--- Problem description ---
Write out again only the lines running from the one that contains "Point out every instance of the dark" to the end of the records below, including both the first and the last.
•••
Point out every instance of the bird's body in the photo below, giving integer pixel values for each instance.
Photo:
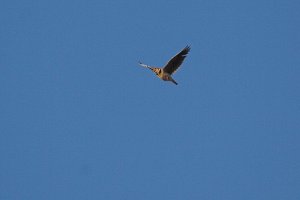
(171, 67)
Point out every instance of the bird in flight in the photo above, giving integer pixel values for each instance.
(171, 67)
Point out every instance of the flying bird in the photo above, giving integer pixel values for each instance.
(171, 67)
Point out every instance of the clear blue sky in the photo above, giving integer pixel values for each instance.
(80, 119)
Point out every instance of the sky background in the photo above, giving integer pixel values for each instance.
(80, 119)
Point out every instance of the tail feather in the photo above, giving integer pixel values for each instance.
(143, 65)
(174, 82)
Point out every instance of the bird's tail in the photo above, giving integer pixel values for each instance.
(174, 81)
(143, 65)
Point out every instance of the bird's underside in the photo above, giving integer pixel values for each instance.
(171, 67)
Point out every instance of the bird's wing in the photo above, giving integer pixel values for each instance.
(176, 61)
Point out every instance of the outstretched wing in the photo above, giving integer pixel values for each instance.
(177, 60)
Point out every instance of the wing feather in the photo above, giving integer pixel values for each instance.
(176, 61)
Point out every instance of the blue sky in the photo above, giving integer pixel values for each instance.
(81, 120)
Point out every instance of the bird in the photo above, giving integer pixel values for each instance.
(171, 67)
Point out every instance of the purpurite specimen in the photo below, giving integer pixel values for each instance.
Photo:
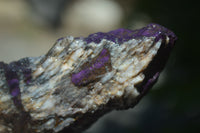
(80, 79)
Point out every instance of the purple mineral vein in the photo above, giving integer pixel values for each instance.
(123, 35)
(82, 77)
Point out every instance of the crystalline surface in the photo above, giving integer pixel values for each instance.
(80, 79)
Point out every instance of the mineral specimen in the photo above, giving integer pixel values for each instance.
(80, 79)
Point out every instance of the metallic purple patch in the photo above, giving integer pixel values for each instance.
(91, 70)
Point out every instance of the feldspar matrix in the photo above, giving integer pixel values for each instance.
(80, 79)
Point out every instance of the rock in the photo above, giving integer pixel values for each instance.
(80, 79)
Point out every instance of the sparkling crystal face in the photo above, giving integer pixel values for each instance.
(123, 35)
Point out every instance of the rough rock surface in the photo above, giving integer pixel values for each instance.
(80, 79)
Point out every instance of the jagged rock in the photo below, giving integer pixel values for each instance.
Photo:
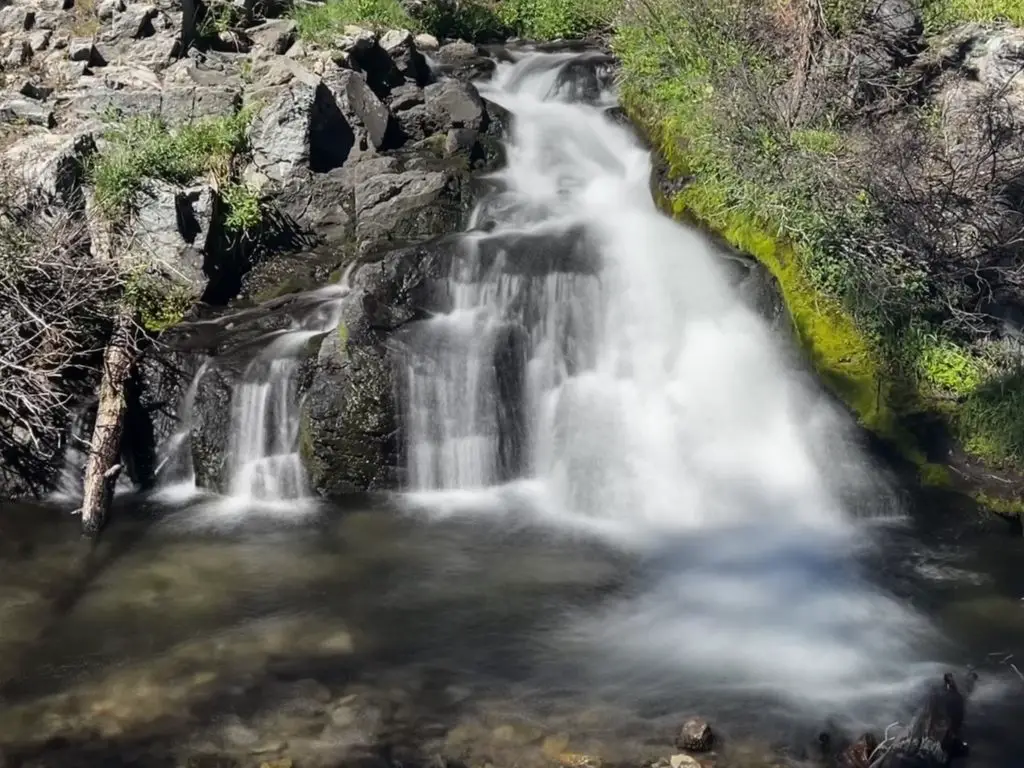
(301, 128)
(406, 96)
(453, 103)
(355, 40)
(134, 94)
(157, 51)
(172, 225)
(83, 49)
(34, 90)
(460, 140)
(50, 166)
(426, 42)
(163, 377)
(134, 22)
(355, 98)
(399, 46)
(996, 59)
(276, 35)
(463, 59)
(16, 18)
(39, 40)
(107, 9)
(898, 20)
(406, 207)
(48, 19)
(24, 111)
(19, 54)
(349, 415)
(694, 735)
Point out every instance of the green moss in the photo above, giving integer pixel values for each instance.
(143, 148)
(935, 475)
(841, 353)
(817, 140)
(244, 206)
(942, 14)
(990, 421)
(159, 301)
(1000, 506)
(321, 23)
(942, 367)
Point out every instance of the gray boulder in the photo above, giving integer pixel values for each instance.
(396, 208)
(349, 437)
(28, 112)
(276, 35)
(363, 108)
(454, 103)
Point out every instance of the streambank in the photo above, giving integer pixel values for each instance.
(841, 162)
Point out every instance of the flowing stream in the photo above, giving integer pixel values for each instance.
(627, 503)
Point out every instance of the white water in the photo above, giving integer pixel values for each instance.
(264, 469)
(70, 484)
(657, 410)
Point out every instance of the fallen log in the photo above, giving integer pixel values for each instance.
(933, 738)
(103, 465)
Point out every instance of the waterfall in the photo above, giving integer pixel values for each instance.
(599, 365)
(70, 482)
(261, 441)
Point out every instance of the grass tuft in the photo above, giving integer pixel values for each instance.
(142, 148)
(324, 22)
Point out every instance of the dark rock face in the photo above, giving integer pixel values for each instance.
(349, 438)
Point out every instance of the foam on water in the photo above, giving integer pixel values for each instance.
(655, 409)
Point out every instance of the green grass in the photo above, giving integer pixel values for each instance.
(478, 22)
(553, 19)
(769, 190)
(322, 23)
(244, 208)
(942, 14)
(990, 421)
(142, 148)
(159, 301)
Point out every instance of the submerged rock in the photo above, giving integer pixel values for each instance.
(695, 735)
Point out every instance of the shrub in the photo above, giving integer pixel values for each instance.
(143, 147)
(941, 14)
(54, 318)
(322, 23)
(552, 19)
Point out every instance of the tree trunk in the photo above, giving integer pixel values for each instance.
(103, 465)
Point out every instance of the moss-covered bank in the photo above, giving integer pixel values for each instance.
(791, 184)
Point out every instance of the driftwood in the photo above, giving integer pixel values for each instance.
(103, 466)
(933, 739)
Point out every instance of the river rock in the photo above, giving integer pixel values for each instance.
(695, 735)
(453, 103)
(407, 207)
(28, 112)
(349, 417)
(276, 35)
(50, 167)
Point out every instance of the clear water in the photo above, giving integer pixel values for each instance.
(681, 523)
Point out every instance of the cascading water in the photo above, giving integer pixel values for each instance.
•••
--- Correct output ---
Point out every instance of the dark rock face in the photo above, giving integer pixel values for each instance.
(349, 438)
Point out every instance of the foam on water in the photo above, giving integer pixel values for each instance.
(655, 409)
Point out every instance of the green grass in the photo above, giving integer pixel values for each instance.
(478, 22)
(553, 19)
(769, 190)
(322, 23)
(244, 208)
(942, 14)
(990, 421)
(142, 148)
(159, 301)
Point out every instance of the submerged rock in the photo above, giving integer pixel values for each instance.
(695, 735)
Point out every instance of the shrub in the photo above, giving integer pixel values for each instance.
(143, 147)
(941, 14)
(54, 318)
(322, 23)
(552, 19)
Point out every instance of the tree trunk in the photo above, giving integer pixel values for each instance.
(103, 465)
Point out every instance of the moss-covered bank in the photo above, giving integer pixel values for each instance.
(791, 184)
Point out every instance of the driftwood in the photo above, giving integer pixel values for each instance.
(103, 466)
(933, 739)
Point out every instance of the river rock in the photo above, giving integer pixel values for each instance.
(695, 735)
(453, 103)
(407, 207)
(28, 112)
(349, 417)
(276, 35)
(50, 167)
Point out every instance of the clear water in the photo above, giving integer pixel values for each instance.
(681, 523)
Point out every instance of the cascading water in the photo above, giving integer pixel values for each instance.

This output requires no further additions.